* BEGIN SELECTION *
From d039ac60800fe8ed8522ec3b9ca796aaf748c18b Mon Sep 17 00:00:00 2001
From: Peter Zijlstra
Date: Thu, 31 May 2012 21:20:16 +0200
Subject: sched: Validate assumptions in sched_init_numa()

Add some code to validate assumptions we're making and output
warnings if they are not.

If this trigger we want to know about it.

Signed-off-by: Peter Zijlstra <a.p.zijlstra@chello.nl>
Cc: Alex Shi <lkml.alex@gmail.com>
Link: http://lkml.kernel.org/n/tip-6uc3wk5s9udxtdl9cnku0vtt@git.kernel.org
Signed-off-by: Ingo Molnar <mingo@kernel.org>
---
 kernel/sched/core.c | 99 +++++++++++++++++++++++++++++++++++++++++++----------
 1 file changed, 80 insertions(+), 19 deletions(-)

(limited to 'kernel')

diff --git a/kernel/sched/core.c b/kernel/sched/core.c
index 725ee7c1c8cf..2bdd17616437 100644
--- a/kernel/sched/core.c
+++ b/kernel/sched/core.c
@@ -5556,15 +5556,20 @@ static cpumask_var_t sched_domains_tmpmask; /* sched_domains_mutex */
 
 #ifdef CONFIG_SCHED_DEBUG
 
-static __read_mostly int sched_domain_debug_enabled;
+static __read_mostly int sched_debug_enabled;
 
-static int __init sched_domain_debug_setup(char *str)
+static int __init sched_debug_setup(char *str)
 {
-	sched_domain_debug_enabled = 1;
+	sched_debug_enabled = 1;
 
 	return 0;
 }
-early_param("sched_debug", sched_domain_debug_setup);
+early_param("sched_debug", sched_debug_setup);
+
+static inline bool sched_debug(void)
+{
+	return sched_debug_enabled;
+}
 
 static int sched_domain_debug_one(struct sched_domain *sd, int cpu, int level,
 				  struct cpumask *groupmask)
@@ -5657,7 +5662,7 @@ static void sched_domain_debug(struct sched_domain *sd, int cpu)
 {
 	int level = 0;
 
-	if (!sched_domain_debug_enabled)
+	if (!sched_debug_enabled)
 		return;
 
 	if (!sd) {
@@ -5678,6 +5683,10 @@ static void sched_domain_debug(struct sched_domain *sd, int cpu)
 }
 #else /* !CONFIG_SCHED_DEBUG */
 # define sched_domain_debug(sd, cpu) do { } while (0)
+static inline bool sched_debug(void)
+{
+	return false;
+}
 #endif /* CONFIG_SCHED_DEBUG */
 
 static int sd_degenerate(struct sched_domain *sd)
@@ -6373,7 +6382,6 @@ static struct sched_domain_topology_level *sched_domain_topology = default_topol
 #ifdef CONFIG_NUMA
 
 static int sched_domains_numa_levels;
-static int sched_domains_numa_scale;
 static int *sched_domains_numa_distance;
 static struct cpumask ***sched_domains_numa_masks;
 static int sched_domains_curr_level;
@@ -6438,6 +6446,42 @@ static const struct cpumask *sd_numa_mask(int cpu)
* END SELECTION *
*GIVEN EXERCISE 1:*
Write out the stretch of the scheduler patch from "static int sched_domains_numa_levels;" through "cpumask *sd_numa_mask(int cpu)" without changing anything.
* BEGIN GIVEN RECORDS *
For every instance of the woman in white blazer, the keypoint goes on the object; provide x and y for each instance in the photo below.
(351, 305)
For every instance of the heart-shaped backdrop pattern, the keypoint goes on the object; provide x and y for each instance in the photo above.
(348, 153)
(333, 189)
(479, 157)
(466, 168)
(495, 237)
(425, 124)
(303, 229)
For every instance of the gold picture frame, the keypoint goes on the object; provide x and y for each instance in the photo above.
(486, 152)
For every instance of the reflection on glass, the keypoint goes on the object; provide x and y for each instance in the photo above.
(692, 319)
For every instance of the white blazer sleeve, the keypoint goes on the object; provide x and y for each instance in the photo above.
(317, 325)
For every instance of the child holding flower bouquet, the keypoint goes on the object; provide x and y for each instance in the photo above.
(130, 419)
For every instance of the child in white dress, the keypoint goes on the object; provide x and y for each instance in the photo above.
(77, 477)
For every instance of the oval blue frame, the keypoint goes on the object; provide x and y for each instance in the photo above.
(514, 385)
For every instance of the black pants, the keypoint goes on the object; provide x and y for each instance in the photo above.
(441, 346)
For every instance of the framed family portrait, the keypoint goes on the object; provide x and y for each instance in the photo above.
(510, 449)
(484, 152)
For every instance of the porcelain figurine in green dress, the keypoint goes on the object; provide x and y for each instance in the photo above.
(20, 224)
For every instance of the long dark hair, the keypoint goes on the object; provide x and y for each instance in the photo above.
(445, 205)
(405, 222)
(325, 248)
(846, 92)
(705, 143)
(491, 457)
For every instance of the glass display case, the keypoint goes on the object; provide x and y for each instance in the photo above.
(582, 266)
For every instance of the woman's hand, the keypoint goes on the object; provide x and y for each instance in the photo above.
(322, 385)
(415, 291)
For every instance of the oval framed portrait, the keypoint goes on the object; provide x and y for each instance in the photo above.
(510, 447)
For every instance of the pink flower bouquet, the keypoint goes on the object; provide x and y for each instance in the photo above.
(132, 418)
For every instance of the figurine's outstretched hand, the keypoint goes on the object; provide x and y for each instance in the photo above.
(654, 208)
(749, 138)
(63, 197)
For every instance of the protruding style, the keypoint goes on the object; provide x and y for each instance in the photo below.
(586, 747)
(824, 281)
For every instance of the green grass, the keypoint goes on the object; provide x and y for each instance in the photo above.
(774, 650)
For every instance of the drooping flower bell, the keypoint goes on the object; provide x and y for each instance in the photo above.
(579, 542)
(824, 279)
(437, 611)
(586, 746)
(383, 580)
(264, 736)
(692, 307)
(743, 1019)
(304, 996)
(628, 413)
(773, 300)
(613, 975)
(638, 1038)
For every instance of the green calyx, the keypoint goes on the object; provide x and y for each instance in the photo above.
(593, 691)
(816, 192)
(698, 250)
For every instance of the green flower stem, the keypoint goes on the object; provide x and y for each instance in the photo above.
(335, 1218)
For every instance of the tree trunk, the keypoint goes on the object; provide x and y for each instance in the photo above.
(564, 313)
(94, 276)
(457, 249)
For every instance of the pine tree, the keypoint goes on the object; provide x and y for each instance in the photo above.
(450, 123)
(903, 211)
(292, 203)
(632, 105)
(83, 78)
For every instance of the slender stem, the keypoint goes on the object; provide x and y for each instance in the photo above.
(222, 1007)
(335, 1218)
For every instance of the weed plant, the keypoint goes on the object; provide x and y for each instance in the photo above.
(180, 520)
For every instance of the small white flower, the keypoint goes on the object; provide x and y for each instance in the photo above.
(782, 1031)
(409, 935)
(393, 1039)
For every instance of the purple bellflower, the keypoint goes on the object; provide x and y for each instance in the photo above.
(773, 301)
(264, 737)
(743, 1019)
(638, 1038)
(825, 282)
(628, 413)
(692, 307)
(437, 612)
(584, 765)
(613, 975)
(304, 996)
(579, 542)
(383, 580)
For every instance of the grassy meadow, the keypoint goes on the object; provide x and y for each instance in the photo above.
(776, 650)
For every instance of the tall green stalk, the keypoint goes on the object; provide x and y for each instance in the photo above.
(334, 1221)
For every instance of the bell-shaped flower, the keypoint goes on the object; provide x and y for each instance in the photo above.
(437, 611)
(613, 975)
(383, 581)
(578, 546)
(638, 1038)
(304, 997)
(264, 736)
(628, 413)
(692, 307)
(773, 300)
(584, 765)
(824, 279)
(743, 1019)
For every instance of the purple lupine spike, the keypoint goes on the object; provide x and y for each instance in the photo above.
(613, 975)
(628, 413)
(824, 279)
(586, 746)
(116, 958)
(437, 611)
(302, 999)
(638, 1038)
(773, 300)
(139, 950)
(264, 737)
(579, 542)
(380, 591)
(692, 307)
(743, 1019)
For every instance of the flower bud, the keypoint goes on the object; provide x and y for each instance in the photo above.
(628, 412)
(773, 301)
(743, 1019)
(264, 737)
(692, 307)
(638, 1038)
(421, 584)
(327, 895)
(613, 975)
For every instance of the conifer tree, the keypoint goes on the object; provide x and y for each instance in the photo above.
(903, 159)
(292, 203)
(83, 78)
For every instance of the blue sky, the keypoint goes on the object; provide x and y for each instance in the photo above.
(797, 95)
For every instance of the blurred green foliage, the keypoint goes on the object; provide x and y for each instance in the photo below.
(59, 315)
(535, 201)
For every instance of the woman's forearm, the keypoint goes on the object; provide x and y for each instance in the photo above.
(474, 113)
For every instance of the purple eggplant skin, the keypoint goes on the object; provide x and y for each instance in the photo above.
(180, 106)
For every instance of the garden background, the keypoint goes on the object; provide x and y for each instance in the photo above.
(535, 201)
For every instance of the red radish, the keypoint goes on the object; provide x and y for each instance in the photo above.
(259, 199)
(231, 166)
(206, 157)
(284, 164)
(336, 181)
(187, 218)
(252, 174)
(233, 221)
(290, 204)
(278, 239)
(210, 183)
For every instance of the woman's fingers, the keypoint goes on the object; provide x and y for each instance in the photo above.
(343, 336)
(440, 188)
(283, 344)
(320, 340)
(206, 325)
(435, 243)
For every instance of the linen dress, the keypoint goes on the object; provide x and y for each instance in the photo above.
* END GIVEN RECORDS *
*GIVEN EXERCISE 2:*
Give the records again word for word, starting with the line that contains "For every instance of the red" and running through the final line of the records, with both of those lines included.

*RIGHT ANSWER 1:*
static int sched_domains_numa_levels;
-static int sched_domains_numa_scale;
 static int *sched_domains_numa_distance;
 static struct cpumask ***sched_domains_numa_masks;
 static int sched_domains_curr_level;
@@ -6438,6 +6446,42 @@ static const struct cpumask *sd_numa_mask(int cpu)

*RIGHT ANSWER 2:*
For every instance of the red radish, the keypoint goes on the object; provide x and y for each instance in the photo above.
(259, 199)
(231, 166)
(206, 157)
(284, 164)
(336, 181)
(187, 218)
(252, 174)
(233, 221)
(290, 204)
(278, 239)
(210, 183)
For every instance of the woman's fingers, the keypoint goes on the object; provide x and y for each instance in the photo above.
(343, 336)
(440, 188)
(283, 344)
(320, 340)
(206, 325)
(435, 243)
For every instance of the linen dress, the keypoint goes on the object; provide x and y for each instance in the photo above.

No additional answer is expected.